[Start The data]

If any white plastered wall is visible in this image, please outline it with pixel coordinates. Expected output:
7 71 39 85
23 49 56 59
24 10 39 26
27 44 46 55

[End The data]

Format every line of the items above as a JSON list of strings, with one string per line and any blank lines left out.

[
  "If any white plastered wall is visible in this image, please outline it with pixel coordinates. Expected output:",
  "7 71 39 85",
  "23 49 56 59",
  "24 10 39 26",
  "27 44 46 55"
]